* [Consegna]:
Rispondi in breve a queste domande sul brano proposto più sotto:
1. Secondo il brano, a che cosa serve prendersi un po' di tempo di fronte a casi estremi?
2. Con quale aggettivo viene descritto il confine tra giusto e sbagliato?
3. Quali due aggettivi il brano attribuisce al concetto di "natura"?

Molti si sono posti domande su una vicenda dolorosa e difficile, su cui molti – troppi – si sono lasciati andare a commenti fuori luogo. Ce lo siamo detti spesso: di fronte a casi estremi, come quello del “piccolo Charlie”, è necessario prendersi un po’ di tempo per pensare, per valutare attentamente i contorni di episodi di non semplice lettura. Occorre rendersi conto che, in queste occasioni, è arduo tracciare una linea di demarcazione ben definita tra buoni e cattivi. Il confine tra giusto e sbagliato è labile.

Alcuni dicono che la vita deve essere salvata a tutti i costi e con ogni mezzo: vero, ma anche su questo versante ci sono molte sfumature possibili. Il discorso si complica quando utilizziamo il concetto di “natura”, scivolosissimo e ambiguo, abusato anche da certa sensibilità cattolica.

* [Materiale fornito]:
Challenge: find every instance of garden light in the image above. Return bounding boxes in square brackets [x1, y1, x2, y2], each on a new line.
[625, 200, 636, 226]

* [Risposta finale]:
1. A pensare e a valutare attentamente i contorni di episodi di non semplice lettura.
2. Labile.
3. Scivolosissimo e ambiguo.